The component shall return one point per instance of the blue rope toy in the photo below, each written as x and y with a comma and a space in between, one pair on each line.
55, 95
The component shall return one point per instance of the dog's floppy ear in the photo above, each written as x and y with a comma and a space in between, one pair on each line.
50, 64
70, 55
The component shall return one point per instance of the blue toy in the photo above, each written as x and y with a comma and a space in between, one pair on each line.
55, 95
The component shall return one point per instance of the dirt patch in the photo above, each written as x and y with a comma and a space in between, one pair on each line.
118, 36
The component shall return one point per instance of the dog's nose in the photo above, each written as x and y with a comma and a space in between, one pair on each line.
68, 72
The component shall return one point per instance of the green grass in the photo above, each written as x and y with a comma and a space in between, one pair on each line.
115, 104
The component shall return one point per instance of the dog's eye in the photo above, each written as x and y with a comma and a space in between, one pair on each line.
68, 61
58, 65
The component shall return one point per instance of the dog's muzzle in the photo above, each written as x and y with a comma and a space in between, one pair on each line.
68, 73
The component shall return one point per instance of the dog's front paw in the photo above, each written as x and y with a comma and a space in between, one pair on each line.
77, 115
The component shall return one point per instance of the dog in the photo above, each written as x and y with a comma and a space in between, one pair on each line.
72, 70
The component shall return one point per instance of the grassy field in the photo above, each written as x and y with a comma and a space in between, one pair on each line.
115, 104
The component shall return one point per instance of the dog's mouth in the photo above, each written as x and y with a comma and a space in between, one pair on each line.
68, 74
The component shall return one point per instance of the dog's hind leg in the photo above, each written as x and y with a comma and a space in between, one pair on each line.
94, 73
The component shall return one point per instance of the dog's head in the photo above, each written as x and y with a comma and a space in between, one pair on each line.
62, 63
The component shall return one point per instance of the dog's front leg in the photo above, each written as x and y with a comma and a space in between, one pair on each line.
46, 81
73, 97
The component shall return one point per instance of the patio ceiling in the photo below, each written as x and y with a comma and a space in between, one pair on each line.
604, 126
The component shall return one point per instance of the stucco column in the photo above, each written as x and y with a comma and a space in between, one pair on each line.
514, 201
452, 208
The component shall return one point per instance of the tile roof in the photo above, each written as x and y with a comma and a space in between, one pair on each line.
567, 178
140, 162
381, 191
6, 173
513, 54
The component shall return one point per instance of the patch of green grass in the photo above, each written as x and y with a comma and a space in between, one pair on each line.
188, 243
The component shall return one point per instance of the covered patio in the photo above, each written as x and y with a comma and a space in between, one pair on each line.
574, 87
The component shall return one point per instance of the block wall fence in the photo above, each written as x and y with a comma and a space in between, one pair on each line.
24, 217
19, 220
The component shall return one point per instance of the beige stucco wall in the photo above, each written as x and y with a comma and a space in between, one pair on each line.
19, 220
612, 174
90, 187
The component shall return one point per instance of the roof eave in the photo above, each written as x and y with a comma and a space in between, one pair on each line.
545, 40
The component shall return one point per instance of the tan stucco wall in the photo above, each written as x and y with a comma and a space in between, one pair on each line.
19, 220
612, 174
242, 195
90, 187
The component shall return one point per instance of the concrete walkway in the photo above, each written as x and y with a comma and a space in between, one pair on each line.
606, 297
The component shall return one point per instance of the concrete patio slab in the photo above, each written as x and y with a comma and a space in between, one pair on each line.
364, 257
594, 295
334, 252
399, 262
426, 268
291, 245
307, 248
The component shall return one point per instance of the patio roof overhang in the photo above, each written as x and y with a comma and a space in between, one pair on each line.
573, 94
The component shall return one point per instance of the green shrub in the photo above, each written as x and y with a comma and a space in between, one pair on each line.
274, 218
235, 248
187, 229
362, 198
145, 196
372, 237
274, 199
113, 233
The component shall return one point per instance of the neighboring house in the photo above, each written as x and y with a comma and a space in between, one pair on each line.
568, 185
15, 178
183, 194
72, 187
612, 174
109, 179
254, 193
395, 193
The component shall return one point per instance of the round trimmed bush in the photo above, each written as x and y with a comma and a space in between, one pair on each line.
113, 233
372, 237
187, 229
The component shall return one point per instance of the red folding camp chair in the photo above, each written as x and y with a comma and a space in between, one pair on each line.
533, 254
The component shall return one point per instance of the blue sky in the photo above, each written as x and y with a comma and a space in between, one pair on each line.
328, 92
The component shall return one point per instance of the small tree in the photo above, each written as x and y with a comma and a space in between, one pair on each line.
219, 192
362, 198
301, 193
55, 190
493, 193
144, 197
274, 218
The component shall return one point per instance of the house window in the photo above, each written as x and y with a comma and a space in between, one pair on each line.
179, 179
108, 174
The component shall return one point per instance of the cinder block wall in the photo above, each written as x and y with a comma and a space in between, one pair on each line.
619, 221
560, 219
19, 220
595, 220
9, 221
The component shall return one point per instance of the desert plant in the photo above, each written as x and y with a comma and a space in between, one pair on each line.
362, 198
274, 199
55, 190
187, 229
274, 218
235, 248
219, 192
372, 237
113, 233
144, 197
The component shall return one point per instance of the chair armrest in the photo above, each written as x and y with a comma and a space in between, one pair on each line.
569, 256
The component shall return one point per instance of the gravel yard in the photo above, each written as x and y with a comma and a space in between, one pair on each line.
┄┄┄┄┄┄
What to produce ::
Repeat the whole listing exactly, keeping every line intact.

Written solution ::
The component shall return one point per instance of the blue rope toy in the photo below, each written as x and y with a comma and a space in between, one pair on each line.
55, 95
The component shall return one point per instance of the dog's floppy ear in the photo above, each written as x and y with a comma and a space in between, one pair on each line.
50, 64
70, 55
The component shall return one point per instance of the blue toy in the photo above, each written as x and y with a comma and a space in between, one pair on each line.
55, 95
The component shall return one point per instance of the dirt patch in the photo above, each written as x and y with a comma and a space in between, one pair on each line.
118, 36
The component shall return one point per instance of the dog's nose in the photo above, each written as x and y with a comma and a space in between, one pair on each line.
68, 72
The component shall return one point per instance of the green grass in the photo above, each written as x and y with a comma and a space in between, one pair on each line.
115, 104
The component shall return one point per instance of the dog's eye in the photo above, each written as x and y with a comma and a space in between, one pair on each line.
68, 61
58, 65
The component shall return one point per instance of the dog's muzzle in the photo above, each written as x and y with a comma and a space in between, one pair on each line.
68, 73
The component shall return one point per instance of the dog's front paw in the photo above, each written as x and y with a comma and a space in between, one pair on each line.
77, 115
The component shall return one point per instance of the dog in the photo above, each written as x and y with a comma and a space in between, one pair on each line.
72, 70
The component shall return one point per instance of the grassy field in the photo above, each written as x and y with a comma and a space in between, one pair on each line.
115, 104
The component shall return one point per instance of the dog's mouth in the photo above, each written as x and y with a comma and a space in between, one pair on each line.
68, 74
The component shall return one point per instance of the dog's hind leg in the photo above, each written as x and y with a comma and a space in between, one pair on each line.
94, 73
The component shall return one point per instance of the dog's head in the photo above, each written as x and y with a comma and a space in between, one pair on each line.
62, 63
The component shall return one point per instance of the dog's front leg in the photo above, each written as x and y with a comma and a space in between, one pair on each line.
46, 81
73, 97
The component shall return one point per instance of the patio ceiling in the photo below, each written as x and y with a comma and a space in between, one pair on each line.
604, 126
The component shall return one point per instance of the stucco column in the photo above, each written as x and y with a comma and a space in between, one pair on each line.
514, 201
452, 208
The component shall return one point per instance of the tile roof in the photo above, each written as x and y with a comma and a space in between, one pair on each line.
567, 178
140, 162
381, 191
6, 173
513, 54
The component shall return one point per instance of the patch of green grass in the photo above, each written as x and y with a comma and a space in between, one pair on each line.
188, 243
The component shall return one point per instance of the covered patio in the photo above, each written as x and y with a comma and a space in between, one pair on each line.
574, 87
The component shall return one point per instance of the block wall fence in the photo above, each written as x and y with a comma and a space in between, one pair on each line.
24, 217
19, 220
The component shall return one point per instance of the beige stucco wall in the photo above, each written as x and y with a comma and a space in between, one pair on each line.
19, 220
612, 174
90, 187
The component shall return one point per instance of the roof eave in the photo above, each written as x and y with a comma and a space in between, one pair on each line.
545, 40
The component shall return one point per instance of the tan stucco wall in the photo above, each written as x and y with a comma and a space in between, one pair on each line.
19, 220
612, 174
242, 195
90, 187
The component shall return one point per instance of the concrete walkway in the photo above, each written as x and y with a comma and a space in between, one pair on each line.
606, 297
The component shall return one point per instance of the concrete patio slab in the photo above, each written as x and y with a comma and a space in between, one pair on each line.
364, 257
594, 295
334, 252
399, 262
426, 268
291, 245
307, 248
The component shall return one point per instance of the patio roof overhang in the photo above, each written as x and y with a comma and a space in between, one pair on each line.
573, 94
The component shall return one point per instance of the green shrub in the photo above, each written as x and y with a comma and a space in between, one pair on each line.
274, 218
235, 248
187, 229
362, 198
145, 196
372, 237
274, 199
113, 233
The component shall return one point per instance of the neighboring house in the photo above, each written as x and y with a comma and a space in between, one pair on each line.
568, 185
15, 178
183, 194
72, 187
612, 174
109, 179
254, 193
395, 193
The component shall return one point per instance of the round trimmed bush in the photo above, each written as x and y with a comma and a space in between, one pair on each line.
113, 233
372, 237
187, 229
The component shall return one point per instance of the red folding camp chair in the photo above, each written as x and y with a comma and a space in between, one pair on each line.
533, 254
The component shall return one point per instance of the blue sky in the photo above, each written as x and y with a comma and a space in between, one pair on each line.
328, 92
The component shall return one point per instance of the small tree in the photo above, each written as x and y with a comma and a space in between, one pair on each line.
219, 192
362, 198
301, 193
55, 190
493, 193
144, 197
274, 218
The component shall return one point per instance of the house window in the photo above, each written as x and y with a comma and a space in between, one pair on each line.
179, 179
108, 174
The component shall return one point per instance of the cinder block wall in the photo above, each written as x and y with a comma and a space in between, one pair on each line.
619, 221
560, 219
19, 220
595, 220
9, 221
The component shall return one point per instance of the desert plant in the photo above, each written as x and y with a comma and a space in between, one pair on each line.
362, 198
274, 199
55, 190
187, 229
274, 218
235, 248
219, 192
372, 237
113, 233
144, 197
The component shall return one point per instance of the chair armrest in the photo above, each written as x and y with a comma and a space in between, one pair on each line.
569, 256
The component shall return one point per instance of the gravel yard in the photo above, each written as x and y with a comma and a space in between, one pair on each line.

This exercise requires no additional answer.